SWB: You Know What Would Suck?

The season is over. Our old friend Bernie has moved on to new challenges, but the rest of the gang remains and we now call ourselves "The OBR". Starting today, other changes will begin as we strive to continue our in-depth coverage provided by the best Browns writers anywhere - while also returning to our roots as a site driven by Browns fans. Be warned, what you are about to read is FAN PERSPECTIVE, containing STRONG LANGUAGE, and intended for MATURE AUDIENCES.


You know what would suck?  Being an Arizona Cardinals fan.

Think about it: if you were a Cardinals fan, your team would suck. Not only that, but it would have sucked quite a lot for quite a while. Sure, there was the one playoff appearance in the past 10 years, against your most hated rival even, but the team would be rife with bad personnel decisions, an inability to commit to one philosophy over the long haul, changing coaches and quarterbacks all the time, drafting some serious whiffs in the first round … I mean, where would it end?

You'd draft the running back with a great track record in college but maybe some questions about his character, and then he'd turn out to be a complete freaking idiot when it came to reading holes.

Sure, he'd look strong and everything, but he wouldn't run with authority and you'd finally give up on him.  

And then there's the young quarterback you'd get in the first round who'd show flashes of brilliance, but then do something just flat-out dopey and he'd get hurt and leave and good freaking riddance.  

The problem, of course, is that the offensive line is pretty much crap day in and day out, and how much would it suck to root for a team like that?   You know there's no chance of sustained success, but what are your f**king options?

And the front office turmoil, don't get me started.  You'd have the defensive guy who says the right things but the team quits on him, and who can blame them?  

They suck!  How hard would it be to play for a consistent loser like that?  

So to get credibility, you hire the large African-American guy with the great track record, and although you certainly appreciate the effort and the smarts, he just isn't given much to work with.  Jury's still out on that one.  You hope he can turn it around, though.

Except he's working with a starting quarterback who won a Super Bowl, sure, like at the turn of the freaking century.  

He got bounced from his last job due to a combination of injuries and just being freaking pathetic: he was available for a reason, you know.   He sure makes some weird decisions, though.  And gets hit a lot.  That's encouraging.

Of course, you had a guy, the last guy to take you to the playoffs, kinda erratic, but it's not like he was devoid of talent.  

I mean, after he left, he took a team with the iconic coach and the great running game all the way to the conference champeenship game.   Sure, he lost, we all knew he'd lose, he's not that good, but it's more success than the Cardinals have had any time recently.

And hell, it gets worse: the goddam biggest rival is that fXXXXng team riding the coattails of their old seventies glory  with the Hall of Fame quarterback and the Hall of Fame coach who never showed any fXXXXng emotion.

----

Your tasks:
1. Please condense the paragraph of the column on being a Cardinals fan that opens with "Think about it: if you were a Cardinals fan," keeping its main points.
2. Carry on with the column on being a Cardinals fan, starting after its final sentence and keeping the same voice.

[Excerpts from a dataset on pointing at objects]
----

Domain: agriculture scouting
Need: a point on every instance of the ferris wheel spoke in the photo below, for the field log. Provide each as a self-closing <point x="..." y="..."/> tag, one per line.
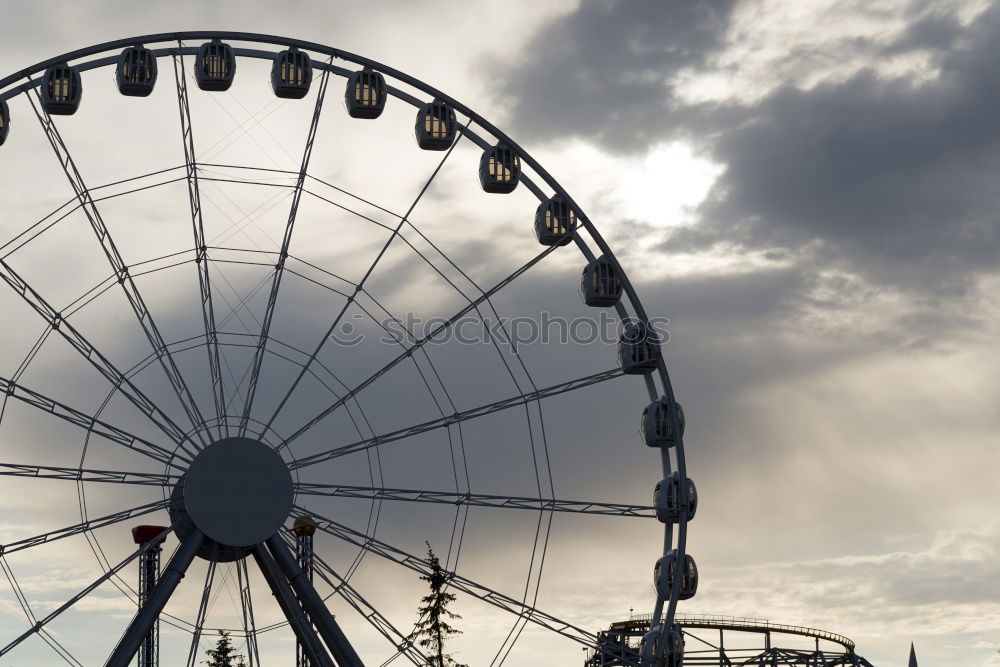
<point x="76" y="529"/>
<point x="359" y="286"/>
<point x="120" y="268"/>
<point x="25" y="605"/>
<point x="272" y="299"/>
<point x="88" y="423"/>
<point x="455" y="580"/>
<point x="201" y="250"/>
<point x="476" y="499"/>
<point x="246" y="609"/>
<point x="86" y="474"/>
<point x="40" y="625"/>
<point x="444" y="326"/>
<point x="403" y="644"/>
<point x="458" y="417"/>
<point x="97" y="359"/>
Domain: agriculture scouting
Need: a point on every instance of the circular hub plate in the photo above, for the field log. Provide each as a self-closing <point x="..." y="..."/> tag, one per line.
<point x="238" y="491"/>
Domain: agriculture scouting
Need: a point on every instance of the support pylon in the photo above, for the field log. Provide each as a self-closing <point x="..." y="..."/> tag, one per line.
<point x="149" y="574"/>
<point x="304" y="529"/>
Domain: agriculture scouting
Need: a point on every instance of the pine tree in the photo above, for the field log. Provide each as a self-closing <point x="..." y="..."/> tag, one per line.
<point x="224" y="655"/>
<point x="434" y="628"/>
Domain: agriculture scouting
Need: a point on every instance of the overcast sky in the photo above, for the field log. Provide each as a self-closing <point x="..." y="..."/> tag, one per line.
<point x="807" y="190"/>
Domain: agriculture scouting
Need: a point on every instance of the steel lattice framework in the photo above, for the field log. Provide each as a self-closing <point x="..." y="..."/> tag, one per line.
<point x="179" y="441"/>
<point x="731" y="641"/>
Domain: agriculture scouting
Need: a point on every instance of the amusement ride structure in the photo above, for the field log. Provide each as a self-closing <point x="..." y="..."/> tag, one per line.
<point x="726" y="641"/>
<point x="230" y="479"/>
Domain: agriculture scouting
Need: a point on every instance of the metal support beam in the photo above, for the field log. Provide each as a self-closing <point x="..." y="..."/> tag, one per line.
<point x="290" y="607"/>
<point x="149" y="573"/>
<point x="148" y="613"/>
<point x="334" y="637"/>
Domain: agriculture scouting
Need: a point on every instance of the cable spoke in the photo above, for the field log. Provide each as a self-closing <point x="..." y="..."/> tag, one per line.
<point x="416" y="346"/>
<point x="265" y="330"/>
<point x="455" y="580"/>
<point x="458" y="417"/>
<point x="476" y="499"/>
<point x="37" y="627"/>
<point x="121" y="269"/>
<point x="22" y="600"/>
<point x="91" y="424"/>
<point x="246" y="607"/>
<point x="360" y="285"/>
<point x="93" y="355"/>
<point x="201" y="250"/>
<point x="76" y="529"/>
<point x="86" y="474"/>
<point x="403" y="644"/>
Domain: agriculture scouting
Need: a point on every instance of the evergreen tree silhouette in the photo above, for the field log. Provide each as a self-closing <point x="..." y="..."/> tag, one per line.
<point x="224" y="655"/>
<point x="434" y="626"/>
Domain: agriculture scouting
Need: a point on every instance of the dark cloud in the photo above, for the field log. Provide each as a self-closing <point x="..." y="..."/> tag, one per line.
<point x="606" y="72"/>
<point x="896" y="178"/>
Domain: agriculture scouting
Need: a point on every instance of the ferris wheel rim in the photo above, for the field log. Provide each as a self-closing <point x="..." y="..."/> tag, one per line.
<point x="481" y="122"/>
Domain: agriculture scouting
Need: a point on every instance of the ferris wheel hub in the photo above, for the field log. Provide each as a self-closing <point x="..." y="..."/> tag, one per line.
<point x="238" y="491"/>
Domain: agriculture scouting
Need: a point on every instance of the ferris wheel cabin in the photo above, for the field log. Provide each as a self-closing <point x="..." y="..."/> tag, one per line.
<point x="657" y="428"/>
<point x="555" y="222"/>
<point x="291" y="74"/>
<point x="673" y="652"/>
<point x="600" y="285"/>
<point x="663" y="576"/>
<point x="499" y="169"/>
<point x="136" y="72"/>
<point x="667" y="499"/>
<point x="436" y="126"/>
<point x="365" y="94"/>
<point x="215" y="66"/>
<point x="61" y="90"/>
<point x="638" y="350"/>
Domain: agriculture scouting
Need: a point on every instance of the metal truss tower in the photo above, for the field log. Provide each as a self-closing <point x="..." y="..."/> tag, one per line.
<point x="304" y="529"/>
<point x="149" y="574"/>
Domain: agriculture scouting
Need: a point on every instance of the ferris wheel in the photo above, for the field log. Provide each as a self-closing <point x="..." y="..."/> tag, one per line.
<point x="238" y="454"/>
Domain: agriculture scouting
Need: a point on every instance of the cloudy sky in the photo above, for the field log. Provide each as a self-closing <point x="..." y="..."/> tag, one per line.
<point x="805" y="189"/>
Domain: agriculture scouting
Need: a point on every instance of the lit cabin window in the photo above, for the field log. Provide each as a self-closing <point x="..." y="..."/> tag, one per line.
<point x="667" y="499"/>
<point x="672" y="654"/>
<point x="555" y="222"/>
<point x="436" y="126"/>
<point x="61" y="90"/>
<point x="291" y="74"/>
<point x="499" y="169"/>
<point x="136" y="72"/>
<point x="365" y="94"/>
<point x="600" y="285"/>
<point x="638" y="350"/>
<point x="665" y="570"/>
<point x="657" y="428"/>
<point x="215" y="66"/>
<point x="4" y="121"/>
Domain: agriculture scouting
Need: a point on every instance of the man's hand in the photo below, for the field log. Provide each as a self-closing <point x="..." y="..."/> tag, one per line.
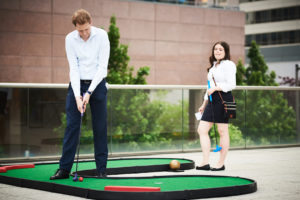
<point x="86" y="99"/>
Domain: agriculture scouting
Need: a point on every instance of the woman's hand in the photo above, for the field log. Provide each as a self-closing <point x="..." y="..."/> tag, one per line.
<point x="210" y="91"/>
<point x="202" y="107"/>
<point x="79" y="103"/>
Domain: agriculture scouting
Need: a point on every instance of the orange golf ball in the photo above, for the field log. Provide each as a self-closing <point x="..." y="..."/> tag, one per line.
<point x="175" y="165"/>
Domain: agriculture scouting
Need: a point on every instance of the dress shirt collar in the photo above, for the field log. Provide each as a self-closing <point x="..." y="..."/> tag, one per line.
<point x="77" y="37"/>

----

Solved problems:
1. As a Cardinals fan, you'd root for a team that has been bad for a long time. Despite one playoff appearance in the past 10 years, against its most hated rival, it would be full of bad personnel decisions, lack a consistent long-term philosophy, keep changing coaches and quarterbacks, and miss badly on first-round draft picks.

2.
You would make more fun of them except them they came back and won another Super Bowl with the big goofy All-Pro quarterback and that damned wide receiver who was always smiling.  

You knew, I mean you KNEW that guy was going to get the ball on third and medium-long, and sure enough, they threw it too him and he got the goddamn first down.  


And then they had the running back who people thought wouldn't ever be that great, I mean, he didn't have the physical measurables and wasn't that fast and all of a sudden you look up at the end of his career and he's passed Jim Brown and a bunch of guys and he's in the top five in all-time rushing because he's freaking hard to tackle and everybody loves him because he's cute and cuddly and makes me freaking barf.   And the worst part is, every time they come here to my stadium to play, the crowd is ****ing half full of bandwagonning fans cheering for them instead of us!   Man, that would suck.

And we have the most classic uniforms in NFL history, and they decide to screw them up. Man, only the Cardinals would mess up something as classic as that.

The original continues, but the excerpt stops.